GIVEN TASK » Give the lines of the entries below, from the line containing "Locate the dry" down through the line containing "Locate the dark", as a JSON list of strings, one string per line, skipping any blank lines.

DATASET ROWS »
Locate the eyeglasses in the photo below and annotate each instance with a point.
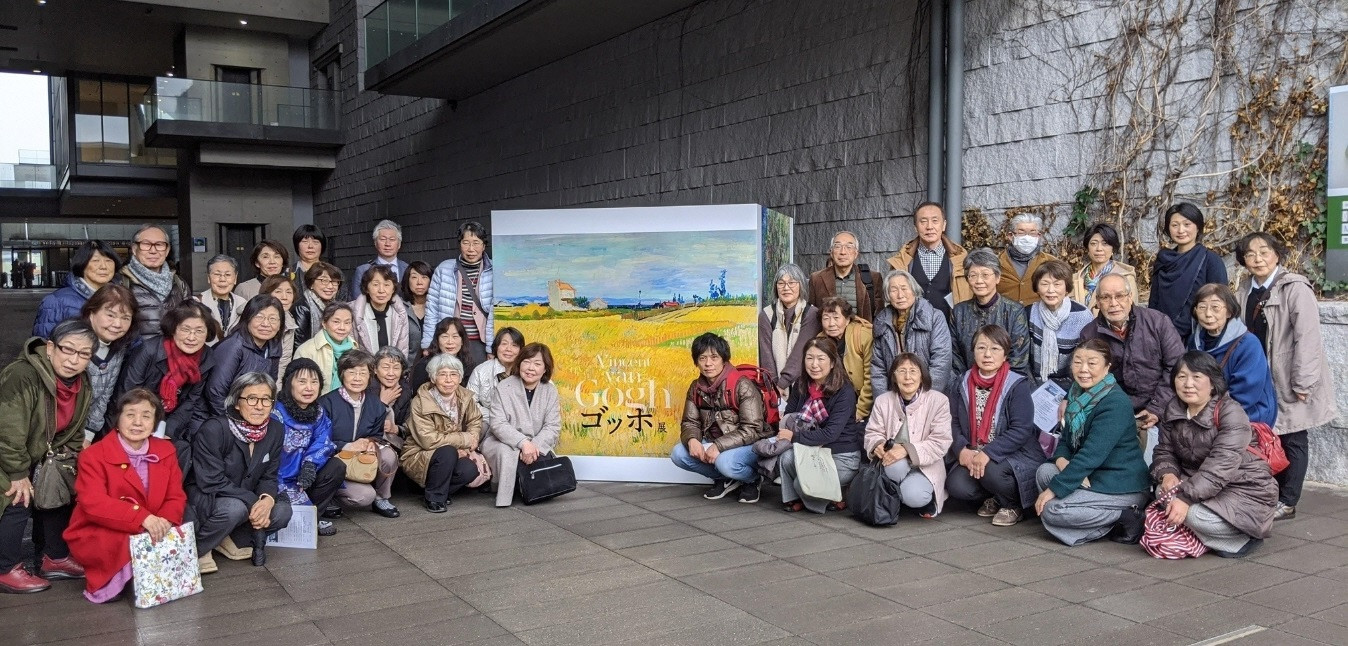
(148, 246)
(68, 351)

---

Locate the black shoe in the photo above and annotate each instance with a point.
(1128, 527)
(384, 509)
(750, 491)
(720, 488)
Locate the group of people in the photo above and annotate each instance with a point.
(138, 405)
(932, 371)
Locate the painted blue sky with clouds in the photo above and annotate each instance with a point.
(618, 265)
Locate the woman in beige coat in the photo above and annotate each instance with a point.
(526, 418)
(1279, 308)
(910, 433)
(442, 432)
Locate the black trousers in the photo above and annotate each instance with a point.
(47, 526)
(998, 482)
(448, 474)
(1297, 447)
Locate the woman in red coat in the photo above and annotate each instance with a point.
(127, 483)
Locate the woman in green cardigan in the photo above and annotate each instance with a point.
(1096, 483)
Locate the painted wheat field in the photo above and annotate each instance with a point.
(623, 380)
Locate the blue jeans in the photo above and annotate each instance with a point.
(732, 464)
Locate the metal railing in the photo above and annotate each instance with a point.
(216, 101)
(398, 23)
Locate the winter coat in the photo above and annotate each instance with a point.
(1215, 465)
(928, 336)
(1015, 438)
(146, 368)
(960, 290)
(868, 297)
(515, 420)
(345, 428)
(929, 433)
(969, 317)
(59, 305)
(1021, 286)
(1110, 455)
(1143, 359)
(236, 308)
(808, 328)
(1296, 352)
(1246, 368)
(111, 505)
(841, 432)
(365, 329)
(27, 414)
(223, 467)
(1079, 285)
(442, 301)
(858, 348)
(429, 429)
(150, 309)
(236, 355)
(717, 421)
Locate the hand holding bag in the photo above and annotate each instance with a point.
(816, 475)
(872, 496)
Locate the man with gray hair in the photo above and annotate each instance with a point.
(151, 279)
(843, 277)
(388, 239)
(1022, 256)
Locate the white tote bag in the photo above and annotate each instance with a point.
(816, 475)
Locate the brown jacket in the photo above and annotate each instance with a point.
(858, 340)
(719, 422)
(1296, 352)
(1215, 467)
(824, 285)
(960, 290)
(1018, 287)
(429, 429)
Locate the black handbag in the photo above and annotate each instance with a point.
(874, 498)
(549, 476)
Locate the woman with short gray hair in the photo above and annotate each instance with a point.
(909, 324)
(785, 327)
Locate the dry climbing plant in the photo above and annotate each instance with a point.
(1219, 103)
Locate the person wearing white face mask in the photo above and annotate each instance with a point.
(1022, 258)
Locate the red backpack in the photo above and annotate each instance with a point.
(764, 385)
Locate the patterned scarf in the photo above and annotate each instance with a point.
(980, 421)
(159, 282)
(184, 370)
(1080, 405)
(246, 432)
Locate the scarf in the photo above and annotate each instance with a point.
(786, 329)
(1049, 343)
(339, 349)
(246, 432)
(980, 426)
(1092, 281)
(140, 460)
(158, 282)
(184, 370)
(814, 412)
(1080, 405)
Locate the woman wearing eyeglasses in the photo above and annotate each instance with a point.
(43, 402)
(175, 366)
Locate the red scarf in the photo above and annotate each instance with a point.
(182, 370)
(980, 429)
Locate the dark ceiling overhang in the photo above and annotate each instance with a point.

EXERCISE OUTPUT »
[
  "Locate the dry climbing plant in the photo above and annotate each instance with a point.",
  "(1219, 103)",
  "Locate the person wearing white face mask in the photo above and annotate each instance with a point.",
  "(1022, 258)",
  "Locate the red backpack in the photo above and annotate each instance with a point.",
  "(764, 385)",
  "Locate the patterned scarf in the photo above and annotate each instance with a point.",
  "(980, 421)",
  "(159, 282)",
  "(184, 370)",
  "(1080, 405)",
  "(246, 432)",
  "Locate the scarf in the photo above and annotate each instance with a point.",
  "(786, 329)",
  "(1049, 343)",
  "(339, 349)",
  "(246, 432)",
  "(980, 426)",
  "(1092, 281)",
  "(140, 460)",
  "(158, 282)",
  "(184, 370)",
  "(814, 412)",
  "(1080, 405)",
  "Locate the woman wearing eyeglasses in the photo above and annotate each instance with a point.",
  "(43, 402)",
  "(175, 366)",
  "Locate the red scarf in the photo above and annotate each instance with a point.",
  "(182, 370)",
  "(980, 429)",
  "Locate the dark ceiling overhang in the photo above and annotate each instance with a point."
]